[Excerpt from a dataset]
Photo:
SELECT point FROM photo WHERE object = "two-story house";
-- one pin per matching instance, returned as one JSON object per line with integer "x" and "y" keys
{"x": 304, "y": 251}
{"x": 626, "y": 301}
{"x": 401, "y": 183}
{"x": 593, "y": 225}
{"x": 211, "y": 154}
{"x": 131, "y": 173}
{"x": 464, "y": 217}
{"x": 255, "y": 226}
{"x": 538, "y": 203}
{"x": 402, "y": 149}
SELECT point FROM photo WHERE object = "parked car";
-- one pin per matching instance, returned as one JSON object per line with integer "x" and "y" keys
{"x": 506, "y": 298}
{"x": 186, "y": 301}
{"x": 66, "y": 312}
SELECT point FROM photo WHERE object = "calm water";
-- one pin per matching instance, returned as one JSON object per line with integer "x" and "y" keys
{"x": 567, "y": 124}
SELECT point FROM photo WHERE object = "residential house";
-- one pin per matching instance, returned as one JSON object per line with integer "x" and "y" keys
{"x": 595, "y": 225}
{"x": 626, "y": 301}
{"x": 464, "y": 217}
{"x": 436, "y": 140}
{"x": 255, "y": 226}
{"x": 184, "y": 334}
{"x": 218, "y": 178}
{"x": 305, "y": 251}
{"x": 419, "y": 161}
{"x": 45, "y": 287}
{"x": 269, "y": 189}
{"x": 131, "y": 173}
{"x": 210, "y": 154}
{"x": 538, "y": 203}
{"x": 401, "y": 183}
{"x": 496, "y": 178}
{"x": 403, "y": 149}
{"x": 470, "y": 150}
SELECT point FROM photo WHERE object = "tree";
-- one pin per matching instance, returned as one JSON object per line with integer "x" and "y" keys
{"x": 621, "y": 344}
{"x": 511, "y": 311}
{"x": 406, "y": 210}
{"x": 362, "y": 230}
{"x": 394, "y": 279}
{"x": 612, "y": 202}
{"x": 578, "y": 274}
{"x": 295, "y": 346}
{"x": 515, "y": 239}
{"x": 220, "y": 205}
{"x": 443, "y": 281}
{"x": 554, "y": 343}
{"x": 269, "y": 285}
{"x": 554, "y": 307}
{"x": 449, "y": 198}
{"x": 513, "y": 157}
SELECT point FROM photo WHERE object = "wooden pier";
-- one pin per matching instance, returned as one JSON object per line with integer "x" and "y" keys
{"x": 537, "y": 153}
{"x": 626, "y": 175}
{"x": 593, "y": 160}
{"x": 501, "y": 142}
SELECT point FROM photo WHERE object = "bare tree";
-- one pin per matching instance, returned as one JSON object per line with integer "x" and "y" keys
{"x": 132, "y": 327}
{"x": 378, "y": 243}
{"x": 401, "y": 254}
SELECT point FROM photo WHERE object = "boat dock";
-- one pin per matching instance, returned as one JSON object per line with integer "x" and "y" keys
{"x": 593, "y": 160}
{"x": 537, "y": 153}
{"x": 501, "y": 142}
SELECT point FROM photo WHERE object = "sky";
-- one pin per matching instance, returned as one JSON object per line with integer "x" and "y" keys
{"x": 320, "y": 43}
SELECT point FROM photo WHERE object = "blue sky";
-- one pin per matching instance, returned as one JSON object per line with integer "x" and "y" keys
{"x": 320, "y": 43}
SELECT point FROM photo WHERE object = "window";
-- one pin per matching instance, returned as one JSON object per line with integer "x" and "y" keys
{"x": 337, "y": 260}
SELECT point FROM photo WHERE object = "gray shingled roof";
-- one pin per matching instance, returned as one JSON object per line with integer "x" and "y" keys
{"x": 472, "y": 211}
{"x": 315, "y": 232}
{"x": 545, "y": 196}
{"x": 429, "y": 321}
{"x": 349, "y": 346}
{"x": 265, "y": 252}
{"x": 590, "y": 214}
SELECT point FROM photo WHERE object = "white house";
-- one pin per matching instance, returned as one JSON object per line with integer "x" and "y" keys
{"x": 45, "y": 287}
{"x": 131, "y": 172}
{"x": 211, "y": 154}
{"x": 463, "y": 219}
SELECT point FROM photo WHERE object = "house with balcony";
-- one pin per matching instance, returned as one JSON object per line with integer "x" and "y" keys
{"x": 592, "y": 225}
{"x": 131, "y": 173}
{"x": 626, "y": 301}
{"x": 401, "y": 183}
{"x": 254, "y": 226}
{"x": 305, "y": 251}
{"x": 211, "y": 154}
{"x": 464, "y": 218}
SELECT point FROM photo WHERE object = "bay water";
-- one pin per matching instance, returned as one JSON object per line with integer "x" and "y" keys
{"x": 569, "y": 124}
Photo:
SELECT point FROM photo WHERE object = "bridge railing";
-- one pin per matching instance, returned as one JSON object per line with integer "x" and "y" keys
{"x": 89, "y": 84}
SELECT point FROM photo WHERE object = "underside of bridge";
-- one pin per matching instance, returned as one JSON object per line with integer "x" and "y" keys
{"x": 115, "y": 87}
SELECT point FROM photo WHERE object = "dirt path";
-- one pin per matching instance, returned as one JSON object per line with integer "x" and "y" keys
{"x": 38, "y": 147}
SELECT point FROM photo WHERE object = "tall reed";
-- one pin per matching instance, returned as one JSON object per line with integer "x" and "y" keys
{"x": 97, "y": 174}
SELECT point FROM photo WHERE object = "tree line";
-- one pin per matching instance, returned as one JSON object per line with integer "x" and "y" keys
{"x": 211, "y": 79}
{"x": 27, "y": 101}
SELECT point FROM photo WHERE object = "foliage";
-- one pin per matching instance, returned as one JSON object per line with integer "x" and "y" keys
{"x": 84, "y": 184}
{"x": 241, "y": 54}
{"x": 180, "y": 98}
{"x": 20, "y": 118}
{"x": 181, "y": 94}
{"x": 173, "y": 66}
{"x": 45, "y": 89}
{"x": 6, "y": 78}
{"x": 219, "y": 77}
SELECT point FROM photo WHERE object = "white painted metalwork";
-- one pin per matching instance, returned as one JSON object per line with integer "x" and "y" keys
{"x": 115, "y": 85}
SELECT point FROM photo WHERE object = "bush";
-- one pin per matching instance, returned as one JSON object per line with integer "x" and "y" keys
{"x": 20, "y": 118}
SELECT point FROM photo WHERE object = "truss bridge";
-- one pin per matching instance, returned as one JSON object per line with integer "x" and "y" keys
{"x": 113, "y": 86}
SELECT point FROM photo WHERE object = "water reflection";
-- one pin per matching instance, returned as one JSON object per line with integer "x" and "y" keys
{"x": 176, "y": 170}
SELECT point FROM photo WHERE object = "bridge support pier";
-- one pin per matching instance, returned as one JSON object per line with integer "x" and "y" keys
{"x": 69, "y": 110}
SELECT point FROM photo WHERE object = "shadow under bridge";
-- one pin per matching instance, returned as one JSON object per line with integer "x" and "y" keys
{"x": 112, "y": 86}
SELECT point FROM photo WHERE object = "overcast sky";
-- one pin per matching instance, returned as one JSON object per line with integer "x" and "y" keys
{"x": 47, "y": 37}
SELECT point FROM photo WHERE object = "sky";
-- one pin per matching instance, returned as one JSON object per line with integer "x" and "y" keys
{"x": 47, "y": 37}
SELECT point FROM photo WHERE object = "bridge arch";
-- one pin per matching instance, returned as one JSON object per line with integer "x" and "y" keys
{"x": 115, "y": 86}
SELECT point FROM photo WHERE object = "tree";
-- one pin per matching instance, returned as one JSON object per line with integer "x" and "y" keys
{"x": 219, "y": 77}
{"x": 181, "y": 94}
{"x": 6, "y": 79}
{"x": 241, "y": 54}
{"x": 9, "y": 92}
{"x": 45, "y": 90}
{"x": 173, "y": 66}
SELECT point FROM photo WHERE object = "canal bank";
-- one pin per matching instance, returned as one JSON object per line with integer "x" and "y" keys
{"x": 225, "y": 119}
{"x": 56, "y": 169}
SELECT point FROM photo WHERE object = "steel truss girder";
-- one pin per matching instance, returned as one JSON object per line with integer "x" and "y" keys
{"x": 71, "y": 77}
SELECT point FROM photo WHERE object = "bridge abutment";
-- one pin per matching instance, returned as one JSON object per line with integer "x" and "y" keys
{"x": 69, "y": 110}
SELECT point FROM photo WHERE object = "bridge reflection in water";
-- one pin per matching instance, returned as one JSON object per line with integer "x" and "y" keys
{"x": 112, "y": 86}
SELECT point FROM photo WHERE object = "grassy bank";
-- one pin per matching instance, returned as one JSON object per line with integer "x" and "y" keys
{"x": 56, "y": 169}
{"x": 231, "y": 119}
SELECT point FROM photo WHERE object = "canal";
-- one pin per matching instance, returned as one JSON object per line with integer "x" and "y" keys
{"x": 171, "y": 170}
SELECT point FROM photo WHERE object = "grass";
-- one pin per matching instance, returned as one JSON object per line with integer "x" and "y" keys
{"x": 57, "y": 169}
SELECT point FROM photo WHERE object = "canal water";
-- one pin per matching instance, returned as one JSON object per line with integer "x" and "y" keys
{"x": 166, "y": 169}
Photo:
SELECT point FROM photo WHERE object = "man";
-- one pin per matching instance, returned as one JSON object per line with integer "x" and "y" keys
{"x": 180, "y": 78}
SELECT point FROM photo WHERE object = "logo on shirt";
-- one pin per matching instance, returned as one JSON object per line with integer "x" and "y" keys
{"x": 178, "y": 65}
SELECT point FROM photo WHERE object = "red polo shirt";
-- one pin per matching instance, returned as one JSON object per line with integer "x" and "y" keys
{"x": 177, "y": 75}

**The request:**
Return each line above that contains the word "water".

**Reply:**
SELECT point FROM photo WHERE object = "calm water";
SELECT point FROM photo WHERE object = "bay water";
SELECT point FROM photo WHERE object = "water reflection";
SELECT point FROM photo WHERE object = "bridge reflection in water";
SELECT point FROM photo WHERE object = "canal water";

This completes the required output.